**Your instructions**
Check every line below for the string "hooded", and copy the lines that contain it.

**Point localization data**
+===+

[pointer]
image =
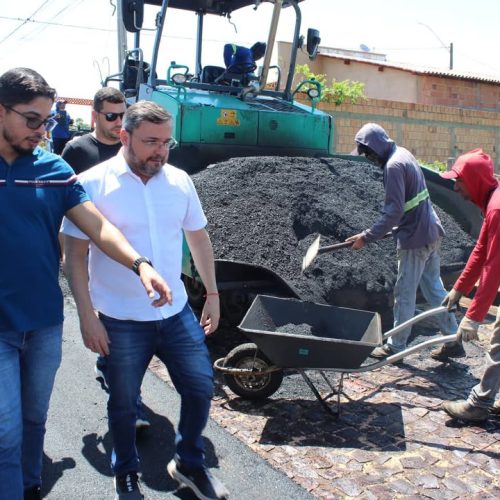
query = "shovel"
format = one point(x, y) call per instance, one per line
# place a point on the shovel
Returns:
point(315, 250)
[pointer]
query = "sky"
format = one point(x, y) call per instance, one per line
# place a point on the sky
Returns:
point(73, 43)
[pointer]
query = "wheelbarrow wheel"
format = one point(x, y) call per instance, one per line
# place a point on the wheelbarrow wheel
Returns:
point(253, 385)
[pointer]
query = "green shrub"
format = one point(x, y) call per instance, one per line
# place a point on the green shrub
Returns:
point(336, 93)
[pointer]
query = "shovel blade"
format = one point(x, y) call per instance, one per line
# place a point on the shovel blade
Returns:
point(311, 253)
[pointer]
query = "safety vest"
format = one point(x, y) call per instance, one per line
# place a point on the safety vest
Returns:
point(416, 200)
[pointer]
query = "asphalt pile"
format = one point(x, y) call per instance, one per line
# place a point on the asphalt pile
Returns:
point(268, 211)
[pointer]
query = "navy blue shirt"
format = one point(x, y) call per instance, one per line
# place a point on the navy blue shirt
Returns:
point(35, 192)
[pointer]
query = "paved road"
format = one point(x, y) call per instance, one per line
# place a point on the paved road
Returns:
point(78, 444)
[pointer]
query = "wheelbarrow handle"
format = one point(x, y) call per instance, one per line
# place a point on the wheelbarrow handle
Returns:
point(416, 319)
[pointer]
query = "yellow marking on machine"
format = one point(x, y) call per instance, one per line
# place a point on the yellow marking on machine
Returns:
point(228, 117)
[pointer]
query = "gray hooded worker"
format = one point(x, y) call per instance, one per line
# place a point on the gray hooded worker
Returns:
point(418, 232)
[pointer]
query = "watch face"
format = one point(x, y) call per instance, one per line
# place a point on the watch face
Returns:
point(138, 262)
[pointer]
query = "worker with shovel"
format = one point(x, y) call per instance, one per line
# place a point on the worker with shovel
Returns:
point(474, 181)
point(418, 234)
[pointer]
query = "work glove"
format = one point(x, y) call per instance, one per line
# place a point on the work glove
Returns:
point(452, 299)
point(467, 330)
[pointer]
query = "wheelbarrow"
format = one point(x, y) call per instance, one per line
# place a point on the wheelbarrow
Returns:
point(289, 333)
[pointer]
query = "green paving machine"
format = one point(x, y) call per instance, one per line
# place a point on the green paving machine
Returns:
point(225, 112)
point(221, 113)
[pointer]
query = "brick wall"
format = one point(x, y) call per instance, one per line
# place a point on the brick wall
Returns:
point(459, 93)
point(430, 132)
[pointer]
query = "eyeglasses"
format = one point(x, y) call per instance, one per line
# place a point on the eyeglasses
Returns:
point(169, 144)
point(34, 123)
point(111, 117)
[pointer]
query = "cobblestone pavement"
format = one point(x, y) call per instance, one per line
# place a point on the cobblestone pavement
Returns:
point(391, 440)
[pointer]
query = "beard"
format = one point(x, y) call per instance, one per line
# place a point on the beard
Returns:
point(148, 167)
point(11, 141)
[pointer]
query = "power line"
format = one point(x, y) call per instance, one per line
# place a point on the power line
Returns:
point(51, 23)
point(24, 21)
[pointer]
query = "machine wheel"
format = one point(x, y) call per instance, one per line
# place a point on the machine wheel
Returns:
point(252, 386)
point(195, 291)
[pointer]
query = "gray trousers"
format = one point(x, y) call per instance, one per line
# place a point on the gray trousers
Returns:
point(483, 394)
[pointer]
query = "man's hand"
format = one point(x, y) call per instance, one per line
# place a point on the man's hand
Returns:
point(152, 281)
point(210, 315)
point(452, 299)
point(467, 330)
point(95, 337)
point(358, 241)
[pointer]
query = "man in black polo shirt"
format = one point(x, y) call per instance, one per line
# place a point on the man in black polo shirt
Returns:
point(104, 142)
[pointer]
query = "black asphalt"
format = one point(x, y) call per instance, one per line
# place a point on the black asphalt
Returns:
point(78, 445)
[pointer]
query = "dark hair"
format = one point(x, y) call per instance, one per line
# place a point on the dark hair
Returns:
point(22, 85)
point(144, 111)
point(258, 50)
point(107, 94)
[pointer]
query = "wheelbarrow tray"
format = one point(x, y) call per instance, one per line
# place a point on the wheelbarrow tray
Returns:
point(337, 337)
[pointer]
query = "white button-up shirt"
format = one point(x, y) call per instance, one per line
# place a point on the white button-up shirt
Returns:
point(152, 217)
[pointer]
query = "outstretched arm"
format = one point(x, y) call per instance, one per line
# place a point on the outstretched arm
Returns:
point(112, 242)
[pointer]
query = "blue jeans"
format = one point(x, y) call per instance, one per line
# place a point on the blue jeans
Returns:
point(179, 342)
point(419, 267)
point(483, 394)
point(28, 366)
point(102, 365)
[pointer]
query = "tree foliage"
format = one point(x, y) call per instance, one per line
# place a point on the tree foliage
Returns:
point(337, 92)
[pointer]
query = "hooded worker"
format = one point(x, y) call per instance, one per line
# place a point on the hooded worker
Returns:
point(408, 212)
point(474, 180)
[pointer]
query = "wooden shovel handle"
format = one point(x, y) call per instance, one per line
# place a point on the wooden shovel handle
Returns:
point(345, 244)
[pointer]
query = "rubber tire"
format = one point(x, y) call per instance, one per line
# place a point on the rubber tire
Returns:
point(195, 292)
point(251, 387)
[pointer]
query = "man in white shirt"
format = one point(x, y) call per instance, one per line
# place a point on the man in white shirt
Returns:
point(153, 203)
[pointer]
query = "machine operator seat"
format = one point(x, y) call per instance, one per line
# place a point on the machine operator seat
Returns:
point(209, 74)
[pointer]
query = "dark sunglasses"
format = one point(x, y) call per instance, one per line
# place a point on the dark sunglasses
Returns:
point(34, 123)
point(111, 117)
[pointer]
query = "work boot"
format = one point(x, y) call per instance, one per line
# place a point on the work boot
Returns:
point(448, 350)
point(463, 410)
point(33, 493)
point(495, 409)
point(127, 487)
point(382, 352)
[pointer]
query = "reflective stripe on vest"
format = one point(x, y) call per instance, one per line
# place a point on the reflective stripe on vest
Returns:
point(416, 200)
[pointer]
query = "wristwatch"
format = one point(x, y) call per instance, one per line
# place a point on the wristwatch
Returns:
point(138, 262)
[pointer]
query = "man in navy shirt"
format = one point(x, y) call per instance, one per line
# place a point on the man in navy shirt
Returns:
point(37, 189)
point(240, 59)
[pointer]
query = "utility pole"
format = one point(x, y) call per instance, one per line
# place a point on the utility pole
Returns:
point(449, 48)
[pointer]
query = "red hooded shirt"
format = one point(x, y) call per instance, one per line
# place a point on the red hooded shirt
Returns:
point(475, 169)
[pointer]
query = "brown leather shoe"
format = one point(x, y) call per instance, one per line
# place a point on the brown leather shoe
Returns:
point(495, 409)
point(448, 350)
point(463, 410)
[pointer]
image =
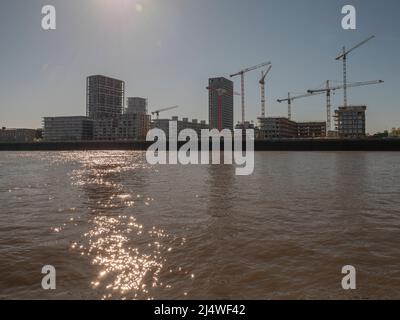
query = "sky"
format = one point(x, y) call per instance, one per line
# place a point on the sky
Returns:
point(165, 50)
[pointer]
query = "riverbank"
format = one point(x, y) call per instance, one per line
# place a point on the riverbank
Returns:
point(259, 145)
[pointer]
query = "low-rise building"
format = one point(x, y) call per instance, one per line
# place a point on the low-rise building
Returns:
point(17, 135)
point(196, 125)
point(75, 128)
point(350, 121)
point(277, 128)
point(311, 129)
point(133, 126)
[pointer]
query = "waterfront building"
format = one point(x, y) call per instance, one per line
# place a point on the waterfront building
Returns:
point(136, 105)
point(196, 125)
point(18, 135)
point(277, 127)
point(311, 129)
point(75, 128)
point(220, 105)
point(123, 127)
point(350, 121)
point(105, 97)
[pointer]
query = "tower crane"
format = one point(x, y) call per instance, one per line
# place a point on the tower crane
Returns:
point(289, 99)
point(241, 74)
point(262, 83)
point(157, 112)
point(343, 56)
point(328, 89)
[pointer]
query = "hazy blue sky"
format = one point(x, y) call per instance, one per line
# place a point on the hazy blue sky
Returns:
point(167, 50)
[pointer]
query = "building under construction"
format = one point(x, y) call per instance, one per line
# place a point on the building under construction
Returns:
point(195, 125)
point(350, 121)
point(311, 129)
point(280, 127)
point(105, 97)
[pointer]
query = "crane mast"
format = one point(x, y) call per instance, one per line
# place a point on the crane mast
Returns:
point(241, 74)
point(343, 56)
point(262, 83)
point(290, 99)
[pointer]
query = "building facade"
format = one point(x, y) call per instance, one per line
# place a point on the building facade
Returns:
point(313, 129)
point(277, 128)
point(220, 105)
point(105, 97)
point(75, 128)
point(18, 135)
point(123, 127)
point(351, 121)
point(136, 105)
point(196, 125)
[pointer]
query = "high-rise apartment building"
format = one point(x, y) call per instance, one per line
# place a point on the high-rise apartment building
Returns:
point(136, 105)
point(350, 121)
point(220, 105)
point(105, 97)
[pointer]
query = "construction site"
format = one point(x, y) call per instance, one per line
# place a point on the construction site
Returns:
point(348, 121)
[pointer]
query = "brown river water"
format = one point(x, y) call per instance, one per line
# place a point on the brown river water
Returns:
point(115, 227)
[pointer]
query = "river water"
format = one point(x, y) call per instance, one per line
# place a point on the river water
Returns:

+===+

**Task answer**
query = "gray hooded worker"
# place a point on the gray hooded worker
query = "hooded worker"
# place a point on the hooded worker
query = "red hooded shirt"
# place a point on the red hooded shirt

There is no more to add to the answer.